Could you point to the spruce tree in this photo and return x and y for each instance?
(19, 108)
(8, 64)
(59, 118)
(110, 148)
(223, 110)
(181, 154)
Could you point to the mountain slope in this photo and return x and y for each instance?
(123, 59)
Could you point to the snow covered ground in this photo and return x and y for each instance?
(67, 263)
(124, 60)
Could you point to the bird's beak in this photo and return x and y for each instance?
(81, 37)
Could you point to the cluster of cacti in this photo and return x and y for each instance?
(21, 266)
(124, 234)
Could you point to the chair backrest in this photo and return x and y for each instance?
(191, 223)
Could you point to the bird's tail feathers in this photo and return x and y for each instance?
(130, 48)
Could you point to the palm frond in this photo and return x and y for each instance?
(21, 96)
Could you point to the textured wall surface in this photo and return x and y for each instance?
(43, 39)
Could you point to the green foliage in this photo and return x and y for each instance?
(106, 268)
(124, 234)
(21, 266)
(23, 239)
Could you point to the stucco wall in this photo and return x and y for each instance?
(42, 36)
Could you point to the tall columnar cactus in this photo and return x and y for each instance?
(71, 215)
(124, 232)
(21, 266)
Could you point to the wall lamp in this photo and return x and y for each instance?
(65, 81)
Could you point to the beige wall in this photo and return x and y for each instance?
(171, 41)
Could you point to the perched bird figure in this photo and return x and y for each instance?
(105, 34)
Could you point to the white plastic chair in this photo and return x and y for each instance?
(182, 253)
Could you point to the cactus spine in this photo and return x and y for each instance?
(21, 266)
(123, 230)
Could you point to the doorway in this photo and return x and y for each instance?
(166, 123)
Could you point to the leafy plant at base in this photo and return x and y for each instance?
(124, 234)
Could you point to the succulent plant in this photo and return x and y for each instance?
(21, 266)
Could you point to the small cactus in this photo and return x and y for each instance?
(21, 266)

________________

■ **PROBLEM DESCRIPTION**
Render the entries above as a two-column CSV with the header columns "input" and "target", one row per entry. Place each entry's text and its answer in their own double-quoted fields, with any line breaks replaced by spaces.

■ **EXERCISE RESPONSE**
input,target
"Could you point to the spruce tree in this photo and return x and y for each instance?","(19, 108) (8, 64) (59, 118) (110, 148) (223, 110) (181, 154)"
"Could you point to the mountain slope in this photo and return x and y for each instance?","(123, 59)"
"Could you point to the snow covered ground in this photo and return x and y for each instance?","(67, 263) (124, 60)"
"Could you point to the bird's beak in this photo and return x and y for each instance?","(81, 37)"
"Could you point to the cluster of cacti in this photo and return x and y for each instance?","(21, 266) (124, 234)"
"Could you point to the chair backrest in this photo and return x and y for each instance?","(191, 223)"
"Could you point to the bird's tail feathers in this photo and return x and y for each instance?","(130, 48)"
"Could you point to the palm frond in this photo and return x and y for each instance?","(21, 96)"
"Could you point to the textured wall surface in this photo and return x and y for each instance?","(43, 39)"
"Could you point to the green foliage in this photo and return x and y for each instance?","(106, 268) (124, 234) (21, 266) (23, 239)"
"Could you point to the stucco wall in this photo and return x and y for each instance?","(42, 36)"
"Could you point to the tall columnar cactus in this photo and return x and y for each instance?","(71, 215) (124, 232) (21, 266)"
"Could you point to the wall lamp in this photo and return x and y for each instance?","(65, 81)"
"Could you point to the beige wall in this photo and return x and y for each instance?","(171, 41)"
"Could you point to the perched bird figure in this photo and return x and y for each instance?","(105, 34)"
"Could you point to the white plastic chair in this photo and return x and y for each instance?","(182, 253)"
"Could you point to the cactus spine in this photo and return x and y for each instance?","(21, 266) (123, 230)"
"Could you point to the doorway in this photo and return x and y for each instance?","(166, 123)"
"Could you point to the leafy plant at base in this photo and return x and y for each instance?","(124, 234)"
"Could you point to the succulent plant in this photo and return x and y for each instance?","(21, 266)"
"Could you point to the small cactus in this photo and return x and y for each instance?","(21, 266)"